PROVIDED RECORDS: Begin

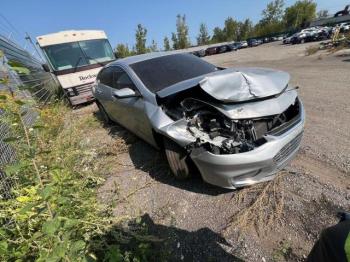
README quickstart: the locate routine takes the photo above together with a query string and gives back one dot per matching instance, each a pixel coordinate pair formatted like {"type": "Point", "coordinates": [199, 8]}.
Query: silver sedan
{"type": "Point", "coordinates": [236, 126]}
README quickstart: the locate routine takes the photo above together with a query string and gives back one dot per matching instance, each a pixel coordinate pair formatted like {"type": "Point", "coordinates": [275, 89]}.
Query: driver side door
{"type": "Point", "coordinates": [129, 111]}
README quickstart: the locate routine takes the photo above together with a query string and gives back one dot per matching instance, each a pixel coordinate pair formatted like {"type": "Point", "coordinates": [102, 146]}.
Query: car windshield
{"type": "Point", "coordinates": [77, 54]}
{"type": "Point", "coordinates": [161, 72]}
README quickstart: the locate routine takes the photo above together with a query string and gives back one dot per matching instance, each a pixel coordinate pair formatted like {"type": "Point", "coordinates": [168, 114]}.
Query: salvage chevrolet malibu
{"type": "Point", "coordinates": [236, 126]}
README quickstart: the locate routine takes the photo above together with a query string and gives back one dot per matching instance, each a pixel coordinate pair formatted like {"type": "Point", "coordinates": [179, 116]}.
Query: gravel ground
{"type": "Point", "coordinates": [275, 221]}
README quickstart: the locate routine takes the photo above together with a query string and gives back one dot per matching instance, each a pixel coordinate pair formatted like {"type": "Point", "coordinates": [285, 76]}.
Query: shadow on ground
{"type": "Point", "coordinates": [149, 241]}
{"type": "Point", "coordinates": [144, 157]}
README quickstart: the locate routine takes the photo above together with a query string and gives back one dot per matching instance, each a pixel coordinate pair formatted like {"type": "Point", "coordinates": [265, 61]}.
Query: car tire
{"type": "Point", "coordinates": [178, 160]}
{"type": "Point", "coordinates": [104, 115]}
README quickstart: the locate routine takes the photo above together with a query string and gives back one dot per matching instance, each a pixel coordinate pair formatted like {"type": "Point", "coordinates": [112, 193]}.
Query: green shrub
{"type": "Point", "coordinates": [54, 214]}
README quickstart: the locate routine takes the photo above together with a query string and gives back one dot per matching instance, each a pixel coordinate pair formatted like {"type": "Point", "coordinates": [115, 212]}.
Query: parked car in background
{"type": "Point", "coordinates": [211, 50]}
{"type": "Point", "coordinates": [253, 42]}
{"type": "Point", "coordinates": [244, 44]}
{"type": "Point", "coordinates": [344, 27]}
{"type": "Point", "coordinates": [233, 131]}
{"type": "Point", "coordinates": [237, 45]}
{"type": "Point", "coordinates": [287, 39]}
{"type": "Point", "coordinates": [231, 47]}
{"type": "Point", "coordinates": [222, 49]}
{"type": "Point", "coordinates": [199, 53]}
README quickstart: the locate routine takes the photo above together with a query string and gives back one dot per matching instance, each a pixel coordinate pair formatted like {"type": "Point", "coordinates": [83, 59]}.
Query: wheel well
{"type": "Point", "coordinates": [158, 138]}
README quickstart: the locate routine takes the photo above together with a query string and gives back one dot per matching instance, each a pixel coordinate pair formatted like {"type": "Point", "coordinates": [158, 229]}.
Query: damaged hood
{"type": "Point", "coordinates": [236, 84]}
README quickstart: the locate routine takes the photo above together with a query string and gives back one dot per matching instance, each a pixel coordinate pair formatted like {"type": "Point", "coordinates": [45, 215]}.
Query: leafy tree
{"type": "Point", "coordinates": [175, 41]}
{"type": "Point", "coordinates": [153, 47]}
{"type": "Point", "coordinates": [122, 51]}
{"type": "Point", "coordinates": [322, 13]}
{"type": "Point", "coordinates": [166, 44]}
{"type": "Point", "coordinates": [141, 33]}
{"type": "Point", "coordinates": [245, 29]}
{"type": "Point", "coordinates": [300, 14]}
{"type": "Point", "coordinates": [180, 39]}
{"type": "Point", "coordinates": [203, 37]}
{"type": "Point", "coordinates": [273, 12]}
{"type": "Point", "coordinates": [231, 29]}
{"type": "Point", "coordinates": [271, 21]}
{"type": "Point", "coordinates": [218, 35]}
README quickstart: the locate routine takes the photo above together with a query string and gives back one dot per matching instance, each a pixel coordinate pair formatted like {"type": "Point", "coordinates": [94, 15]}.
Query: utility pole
{"type": "Point", "coordinates": [29, 39]}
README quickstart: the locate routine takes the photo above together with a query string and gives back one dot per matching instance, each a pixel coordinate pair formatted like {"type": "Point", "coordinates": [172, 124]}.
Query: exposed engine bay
{"type": "Point", "coordinates": [219, 134]}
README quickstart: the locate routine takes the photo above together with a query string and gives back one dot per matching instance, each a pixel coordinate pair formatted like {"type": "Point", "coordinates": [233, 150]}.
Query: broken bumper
{"type": "Point", "coordinates": [259, 165]}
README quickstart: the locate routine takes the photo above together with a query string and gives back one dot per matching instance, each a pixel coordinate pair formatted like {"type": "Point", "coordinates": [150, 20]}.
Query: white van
{"type": "Point", "coordinates": [75, 58]}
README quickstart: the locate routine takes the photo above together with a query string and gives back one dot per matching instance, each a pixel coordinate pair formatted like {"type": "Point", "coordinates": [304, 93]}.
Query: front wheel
{"type": "Point", "coordinates": [178, 160]}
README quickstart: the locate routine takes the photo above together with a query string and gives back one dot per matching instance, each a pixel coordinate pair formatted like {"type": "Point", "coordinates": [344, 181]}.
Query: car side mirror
{"type": "Point", "coordinates": [125, 93]}
{"type": "Point", "coordinates": [46, 67]}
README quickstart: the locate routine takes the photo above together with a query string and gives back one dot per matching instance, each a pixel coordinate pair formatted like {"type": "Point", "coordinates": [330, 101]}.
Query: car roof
{"type": "Point", "coordinates": [139, 58]}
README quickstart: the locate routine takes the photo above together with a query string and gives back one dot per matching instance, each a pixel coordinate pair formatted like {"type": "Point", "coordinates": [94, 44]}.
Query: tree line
{"type": "Point", "coordinates": [276, 18]}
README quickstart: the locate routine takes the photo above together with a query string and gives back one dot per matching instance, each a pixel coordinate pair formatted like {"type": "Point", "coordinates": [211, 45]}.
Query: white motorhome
{"type": "Point", "coordinates": [76, 57]}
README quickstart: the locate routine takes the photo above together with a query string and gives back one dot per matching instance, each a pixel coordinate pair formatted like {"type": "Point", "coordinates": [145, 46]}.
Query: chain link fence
{"type": "Point", "coordinates": [29, 81]}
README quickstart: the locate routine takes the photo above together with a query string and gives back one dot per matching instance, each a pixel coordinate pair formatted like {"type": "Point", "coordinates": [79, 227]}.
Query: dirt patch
{"type": "Point", "coordinates": [275, 221]}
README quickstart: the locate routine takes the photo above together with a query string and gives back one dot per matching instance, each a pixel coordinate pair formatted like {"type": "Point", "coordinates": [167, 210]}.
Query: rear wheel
{"type": "Point", "coordinates": [104, 114]}
{"type": "Point", "coordinates": [178, 160]}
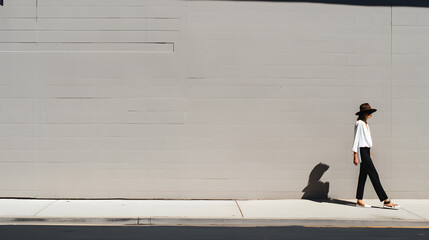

PROVIDED RECORDS: End

- _INSTRUCTIONS FOR THE TASK_
Without changing a word, retype the data above and omit its pictures.

- _REPLY TO THE EXERCISE_
README quickstart: the locate routine takes the photo above together with a query string and gives back one dot per matching instance, each a pixel coordinate pair formatted like {"type": "Point", "coordinates": [199, 8]}.
Query: silver sedan
{"type": "Point", "coordinates": [236, 126]}
README quickstart: the locate routine takes the photo above together with a query string and gives back one dot per matching instance, each a pixel coordinate pair formatted like {"type": "Point", "coordinates": [275, 89]}.
Query: driver side door
{"type": "Point", "coordinates": [129, 111]}
README quickstart: the locate routine takes the photo above together with a query string and gives back one dot per matching instance, each a pixel coordinate pair formatted like {"type": "Point", "coordinates": [102, 146]}.
Query: car windshield
{"type": "Point", "coordinates": [77, 54]}
{"type": "Point", "coordinates": [161, 72]}
README quickstart: the locate routine takes the photo above together with a query string and gives back one dot per matching instance, each a pixel coordinate pair formatted like {"type": "Point", "coordinates": [168, 114]}.
Query: salvage chevrolet malibu
{"type": "Point", "coordinates": [236, 126]}
README quickstart: the locate routine takes the photo above together with a query string and gives back one dot per matching instance, each a pixel coordinate pair formatted like {"type": "Point", "coordinates": [179, 116]}.
Query: gravel ground
{"type": "Point", "coordinates": [275, 221]}
README quickstart: the locate routine takes the photo above together with a query string and gives back one dot per matching instance, each a pixel coordinate pair formatted like {"type": "Point", "coordinates": [285, 76]}.
Query: shadow on ground
{"type": "Point", "coordinates": [149, 241]}
{"type": "Point", "coordinates": [144, 157]}
README quickstart: the locate routine takes the photo above together with a query string and gives back one dot per matching instance, each a pixel coordinate pair formatted like {"type": "Point", "coordinates": [265, 61]}.
Query: car tire
{"type": "Point", "coordinates": [178, 160]}
{"type": "Point", "coordinates": [104, 115]}
README quickstart: the locate routine takes the photo above together with a query string and gives back one dot per matching instance, each a pixel coordinate pair formatted like {"type": "Point", "coordinates": [112, 193]}.
Query: green shrub
{"type": "Point", "coordinates": [54, 214]}
README quickstart: the locate routine takes the photo above together with a query string and gives back one dot per matching instance, each a pixel coordinate pair formatted like {"type": "Point", "coordinates": [115, 212]}.
Query: parked car in background
{"type": "Point", "coordinates": [211, 50]}
{"type": "Point", "coordinates": [253, 42]}
{"type": "Point", "coordinates": [244, 44]}
{"type": "Point", "coordinates": [344, 27]}
{"type": "Point", "coordinates": [233, 131]}
{"type": "Point", "coordinates": [237, 45]}
{"type": "Point", "coordinates": [287, 39]}
{"type": "Point", "coordinates": [231, 47]}
{"type": "Point", "coordinates": [222, 49]}
{"type": "Point", "coordinates": [199, 53]}
README quickstart: the locate routine takes the photo above together with a query string and gives back one dot per matching instance, each a pixel coordinate pair formatted like {"type": "Point", "coordinates": [83, 59]}.
Query: wheel well
{"type": "Point", "coordinates": [158, 138]}
README quickstart: the locate routine takes the photo above together with a query string and gives back one dot per matching instance, each a pixel coordinate pair formatted like {"type": "Point", "coordinates": [158, 229]}.
Query: damaged hood
{"type": "Point", "coordinates": [236, 84]}
README quickstart: the locate routine takes the photo above together with a query string and gives back one dot per matching instance, each a pixel coordinate pair formatted like {"type": "Point", "coordinates": [45, 215]}.
Query: leafy tree
{"type": "Point", "coordinates": [175, 41]}
{"type": "Point", "coordinates": [153, 47]}
{"type": "Point", "coordinates": [122, 51]}
{"type": "Point", "coordinates": [322, 13]}
{"type": "Point", "coordinates": [166, 44]}
{"type": "Point", "coordinates": [141, 33]}
{"type": "Point", "coordinates": [245, 29]}
{"type": "Point", "coordinates": [300, 14]}
{"type": "Point", "coordinates": [180, 39]}
{"type": "Point", "coordinates": [203, 37]}
{"type": "Point", "coordinates": [273, 12]}
{"type": "Point", "coordinates": [231, 29]}
{"type": "Point", "coordinates": [271, 21]}
{"type": "Point", "coordinates": [218, 35]}
README quickstart: the locate routine takes the photo above together with a query string and gives back one dot per matching instance, each a pixel coordinate pair formatted like {"type": "Point", "coordinates": [94, 15]}.
Query: utility pole
{"type": "Point", "coordinates": [29, 39]}
README quickstart: the locate routine takes the photo above together with a query string and gives back one dot per matching instance, each a pixel coordinate pair formatted like {"type": "Point", "coordinates": [172, 124]}.
Query: exposed engine bay
{"type": "Point", "coordinates": [219, 134]}
README quickstart: the locate routine takes the photo above together with a query string and gives back one dot per matching instance, each a pixel coordinate pair formatted like {"type": "Point", "coordinates": [233, 150]}.
Query: broken bumper
{"type": "Point", "coordinates": [259, 165]}
README quickstart: the locate routine takes the photo above together with a query string and gives back one dot per matching instance, each a pixel coordinate pair formatted like {"type": "Point", "coordinates": [150, 20]}.
Query: white van
{"type": "Point", "coordinates": [75, 58]}
README quickstart: the locate routine takes the photo above together with a query string and gives back one dot per matching instance, each a pixel coordinate pair formatted like {"type": "Point", "coordinates": [304, 93]}.
Query: front wheel
{"type": "Point", "coordinates": [178, 160]}
README quickstart: the locate routine takes the photo above together with a query string and gives back one dot per matching instance, each a pixel coordinate pair formatted like {"type": "Point", "coordinates": [344, 181]}.
Query: car side mirror
{"type": "Point", "coordinates": [125, 93]}
{"type": "Point", "coordinates": [46, 67]}
README quickstart: the locate routine takes the photo above together with a query string and gives back one dot per matching instance, each a pixel coordinate pair formatted like {"type": "Point", "coordinates": [330, 101]}.
Query: car roof
{"type": "Point", "coordinates": [139, 58]}
README quickstart: the locate routine takes the photo above together with a query string and gives back one dot per matching instance, each a pixel coordinate pair formatted like {"type": "Point", "coordinates": [94, 44]}.
Query: tree line
{"type": "Point", "coordinates": [276, 18]}
README quickstart: the locate routine takes the photo above together with a query string and gives back one dot per matching instance, each a pixel coordinate pair formatted like {"type": "Point", "coordinates": [211, 45]}.
Query: white motorhome
{"type": "Point", "coordinates": [76, 57]}
README quickstart: the locate routine takes the photo above together with a query string and gives back one dot per matching instance, each a pixel coordinate pair formatted like {"type": "Point", "coordinates": [145, 46]}.
Query: chain link fence
{"type": "Point", "coordinates": [29, 81]}
README quickstart: the locate routine takes the photo above together with a query string and gives back one dot per matching instance, each a pixel coordinate pair formatted like {"type": "Point", "coordinates": [79, 227]}.
Query: dirt patch
{"type": "Point", "coordinates": [275, 221]}
README quickstart: the locate routine takes the photo above together with a query string and gives back one dot per matching instance, each a pixel coordinate pair formatted like {"type": "Point", "coordinates": [167, 210]}.
Query: rear wheel
{"type": "Point", "coordinates": [104, 114]}
{"type": "Point", "coordinates": [178, 160]}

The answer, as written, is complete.